*SOURCE*.
Each Boxing Day, during the 2am walk home from our family gathering, we Turners cut through our local park to give the trees a festive hug. We refuse to believe that the resultant warm feeling is solely founded on the consumption of a crate of Spitfire and two bottles of Captain Morgan, and have longed for an explanation that will ensure our tales of yuletide tree-hugging are met with understanding, rather than a frown which threatens a tip-off to Channel 4 and the Turner clan starring in a documentary about strange nighttime proclivities.
So, we are most grateful for German forester Peter Wohlleben’s book about the ‘daily dramas and moving love stories’ that take place in the tree world, as it proves that the wonder and spiritual connection many of us feel towards trees is based on science rather than one too many rum ‘n’ cokes at Christmas.
Yes, all that jazz about how trees grow is fascinating – the complex ways in which trees protect themselves from predators; why and how they know precisely when to shed their leaves; and the surprisingly individual characteristics which promote or jeopardize their growth (some greedily gobbling up all the tree-grub, others being sensibly frugal). But to be blunt you’d have to be a few sandwiches short of a forest picnic not to appreciate how clever nature is at that whole growing palaver, eh?

*WHAT THIS EXERCISE ASKS*.
[1] In the tree book review, what is Peter Wohlleben's occupation?
[2] Summarize the tree book review in two sentences.
[3] Reproduce the passage of the tree book review from "Yes, all that" to "growing palaver, eh?".

*ENTRIES PROVIDED*.
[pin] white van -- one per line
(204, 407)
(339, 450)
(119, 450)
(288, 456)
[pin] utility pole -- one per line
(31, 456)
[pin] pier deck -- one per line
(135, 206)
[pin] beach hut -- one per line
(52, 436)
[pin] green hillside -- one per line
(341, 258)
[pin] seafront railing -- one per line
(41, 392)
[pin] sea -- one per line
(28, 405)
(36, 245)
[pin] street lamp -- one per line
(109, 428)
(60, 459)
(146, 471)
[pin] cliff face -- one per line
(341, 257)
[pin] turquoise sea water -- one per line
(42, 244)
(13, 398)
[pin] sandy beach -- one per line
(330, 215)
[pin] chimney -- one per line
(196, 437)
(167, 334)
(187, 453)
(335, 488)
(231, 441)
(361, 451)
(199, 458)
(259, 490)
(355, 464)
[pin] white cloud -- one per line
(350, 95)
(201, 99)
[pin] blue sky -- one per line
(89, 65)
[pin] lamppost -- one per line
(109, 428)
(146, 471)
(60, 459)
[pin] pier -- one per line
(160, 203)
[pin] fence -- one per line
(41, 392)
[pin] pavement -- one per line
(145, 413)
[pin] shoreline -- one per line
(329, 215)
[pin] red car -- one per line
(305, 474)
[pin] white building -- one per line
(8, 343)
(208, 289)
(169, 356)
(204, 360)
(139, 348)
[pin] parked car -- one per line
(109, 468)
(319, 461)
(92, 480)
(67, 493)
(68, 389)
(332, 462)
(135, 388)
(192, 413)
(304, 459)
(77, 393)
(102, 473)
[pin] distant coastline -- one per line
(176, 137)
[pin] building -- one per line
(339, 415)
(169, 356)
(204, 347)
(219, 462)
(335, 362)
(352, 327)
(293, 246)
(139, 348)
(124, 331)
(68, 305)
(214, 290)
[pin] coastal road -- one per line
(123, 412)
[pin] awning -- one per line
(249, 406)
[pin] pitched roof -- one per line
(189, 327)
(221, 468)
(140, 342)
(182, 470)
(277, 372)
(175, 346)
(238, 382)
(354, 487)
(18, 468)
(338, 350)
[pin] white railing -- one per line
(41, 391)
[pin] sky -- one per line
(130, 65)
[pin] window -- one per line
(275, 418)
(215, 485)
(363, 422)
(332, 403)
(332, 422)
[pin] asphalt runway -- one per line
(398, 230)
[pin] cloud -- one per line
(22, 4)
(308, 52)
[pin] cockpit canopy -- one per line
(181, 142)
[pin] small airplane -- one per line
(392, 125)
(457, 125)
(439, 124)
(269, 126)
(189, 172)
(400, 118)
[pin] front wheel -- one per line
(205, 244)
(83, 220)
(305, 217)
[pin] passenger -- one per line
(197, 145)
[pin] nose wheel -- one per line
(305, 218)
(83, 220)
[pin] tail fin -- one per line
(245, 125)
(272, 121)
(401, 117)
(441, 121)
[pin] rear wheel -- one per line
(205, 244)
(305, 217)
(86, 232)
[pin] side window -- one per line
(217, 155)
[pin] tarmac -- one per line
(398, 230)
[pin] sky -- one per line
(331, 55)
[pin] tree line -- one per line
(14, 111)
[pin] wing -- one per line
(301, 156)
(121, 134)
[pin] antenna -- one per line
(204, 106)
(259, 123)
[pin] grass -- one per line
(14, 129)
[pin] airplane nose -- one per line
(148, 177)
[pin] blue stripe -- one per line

*COMPLETE ANSWERS*.
[1] He is a German forester.

[2] The Turners hug trees in their local park every Boxing Day on the walk home from a family gathering, and the writer welcomes German forester Peter Wohlleben's book as proof that the connection many people feel toward trees rests on science rather than drink. The review notes the book's account of how trees grow, including how they protect themselves from predators, how they know when to shed their leaves, and how individual traits promote or jeopardize their growth.

[3]
Yes, all that jazz about how trees grow is fascinating – the complex ways in which trees protect themselves from predators; why and how they know precisely when to shed their leaves; and the surprisingly individual characteristics which promote or jeopardize their growth (some greedily gobbling up all the tree-grub, others being sensibly frugal). But to be blunt you’d have to be a few sandwiches short of a forest picnic not to appreciate how clever nature is at that whole growing palaver, eh?